Start of Source records
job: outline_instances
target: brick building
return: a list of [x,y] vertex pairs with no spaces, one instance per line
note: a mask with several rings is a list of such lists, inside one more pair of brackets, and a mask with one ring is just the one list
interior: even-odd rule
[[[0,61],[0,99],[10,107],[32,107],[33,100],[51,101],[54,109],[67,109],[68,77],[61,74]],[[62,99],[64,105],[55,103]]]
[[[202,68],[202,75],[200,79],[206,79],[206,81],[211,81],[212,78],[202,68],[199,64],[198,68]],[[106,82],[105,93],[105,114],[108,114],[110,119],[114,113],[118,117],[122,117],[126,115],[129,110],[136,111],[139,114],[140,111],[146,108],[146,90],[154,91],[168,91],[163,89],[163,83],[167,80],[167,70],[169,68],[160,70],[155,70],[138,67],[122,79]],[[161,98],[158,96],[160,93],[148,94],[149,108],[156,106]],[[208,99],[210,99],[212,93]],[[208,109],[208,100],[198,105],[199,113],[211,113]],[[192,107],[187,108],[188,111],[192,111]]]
End of Source records
Written request:
Write down every line of the data exactly as it appears above.

Solution to the problem:
job: outline_instances
target: brick building
return: a list of [x,y] vertex pairs with no spaces, one instance per line
note: a mask with several rings is a list of such lists, inside one more pair of brackets, and a mask with one ring is just the one list
interior: even-odd rule
[[[0,61],[0,99],[10,107],[32,107],[33,100],[51,101],[54,109],[67,109],[68,77],[61,74]],[[62,99],[64,105],[55,103]]]
[[[202,68],[202,75],[200,79],[206,79],[206,81],[211,81],[212,78],[202,68],[199,64],[198,68]],[[106,82],[105,93],[105,114],[108,114],[110,119],[114,113],[118,117],[122,117],[126,115],[129,110],[136,111],[139,114],[140,111],[146,108],[146,90],[154,91],[168,91],[163,89],[163,83],[167,80],[167,70],[169,68],[160,70],[155,70],[138,67],[122,79]],[[161,98],[158,96],[160,93],[148,94],[149,108],[156,106]],[[208,99],[210,99],[212,93]],[[208,109],[208,100],[198,105],[199,113],[211,113]],[[192,107],[187,108],[188,111],[192,111]]]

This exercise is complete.